Ce serait donc dès 1952 que Fred aurait exposé à l’Étoile scellée.
Bon, je m'arrête là pour aujourd'hui. Je reviendrai bientôt sur Debord et le régime de la Séparation.
2 commentaires:
Jaenada est incohérent lorsqu’il dit que sans Debord personne (dont lui) ne saurait qui sont ces gens car il leur a rendu hommage dans ses films et dans ses écrits… mais qu’il les a rejetés comme des merdes. En fait, Debord a quitté le café Moineau au cours de l’année 1953 car il avait mieux à faire ailleurs – par exemple, réinventer la dérive dans la ville, héritée de De Quincey, de Baudelaire ou des surréalistes.

▶ _Données à analyser_

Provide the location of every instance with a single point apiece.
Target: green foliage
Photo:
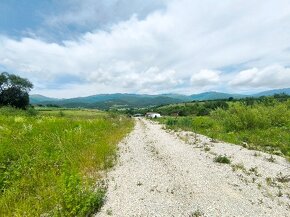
(14, 90)
(222, 159)
(49, 164)
(263, 125)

▶ _Consignes_
a: D'après le commentaire du texte sur Debord, de qui la dérive dans la ville serait-elle héritée ? Donnez-les tous.
b: Poursuivez le texte sur Debord après sa dernière phrase.

▶ _Réponses par consigne_
a: De Quincey, Baudelaire, les surréalistes

b:
De fait, j'en suis d'accord, cela paraît paradoxal de signaler chez Debord à la fois l'hommage et le rejet. Il y a comme une contradiction, mais elle n'est guère qu'apparente. Provoquée par le raccourci d'une interview. Le récit de Jaenada montre bien l'importance de Debord pour la mémoire du groupe Moineau, mais raconte aussi comment le penseur s'entiche de quelques éléments de ce groupe, devient leur ami proche mais les abandonne brusquement quand il a jugé qu'ils ne pouvaient plus rien lui apporter. Debord excluait facilement, à l'instar de Breton dans le groupe surréaliste.